= LISTED RECORDS =

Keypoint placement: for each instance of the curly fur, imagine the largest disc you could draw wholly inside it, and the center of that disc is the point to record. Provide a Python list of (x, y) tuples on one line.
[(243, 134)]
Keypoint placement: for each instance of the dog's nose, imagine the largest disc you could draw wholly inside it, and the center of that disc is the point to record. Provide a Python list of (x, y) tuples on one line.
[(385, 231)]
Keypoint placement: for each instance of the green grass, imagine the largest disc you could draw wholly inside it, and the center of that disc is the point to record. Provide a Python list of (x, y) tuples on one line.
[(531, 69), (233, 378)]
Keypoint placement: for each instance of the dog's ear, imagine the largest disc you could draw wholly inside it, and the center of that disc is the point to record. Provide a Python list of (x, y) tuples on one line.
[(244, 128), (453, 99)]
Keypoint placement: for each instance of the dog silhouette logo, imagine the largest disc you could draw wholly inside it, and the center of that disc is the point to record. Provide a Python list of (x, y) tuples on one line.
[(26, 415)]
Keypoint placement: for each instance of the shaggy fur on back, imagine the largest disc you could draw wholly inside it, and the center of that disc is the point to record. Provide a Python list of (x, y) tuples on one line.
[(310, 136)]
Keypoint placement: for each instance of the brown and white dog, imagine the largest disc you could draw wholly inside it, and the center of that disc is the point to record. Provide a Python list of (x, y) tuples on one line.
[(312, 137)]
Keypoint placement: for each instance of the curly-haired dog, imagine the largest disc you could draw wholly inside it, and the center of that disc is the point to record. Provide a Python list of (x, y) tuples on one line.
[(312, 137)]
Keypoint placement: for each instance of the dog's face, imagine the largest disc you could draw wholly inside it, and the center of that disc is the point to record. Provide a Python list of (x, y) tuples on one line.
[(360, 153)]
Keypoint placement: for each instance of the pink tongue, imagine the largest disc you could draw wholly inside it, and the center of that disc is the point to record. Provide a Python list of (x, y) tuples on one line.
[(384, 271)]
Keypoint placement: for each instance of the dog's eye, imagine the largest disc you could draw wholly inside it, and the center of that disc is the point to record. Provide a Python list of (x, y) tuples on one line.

= STATED GOAL =
Copy everything from the line containing "Keypoint placement: for each instance of the dog's face, imagine" down to the line containing "[(384, 271)]", requests included, and scale each coordinate in the answers by 2.15, rounding to whole numbers with halves going up. Give only those lines.

= SOLUTION =
Keypoint placement: for each instance of the dog's face, imagine the largest disc you could draw wholly inside it, and the center of that disc is the point to record. Provide a Python list of (x, y) tuples on one line.
[(774, 329)]
Keypoint placement: for each instance of the pink tongue, imagine the largest disc you could draw wholly inside it, and the center of that disc is the point to record. Provide a Python list of (x, y) tuples on one line.
[(826, 583)]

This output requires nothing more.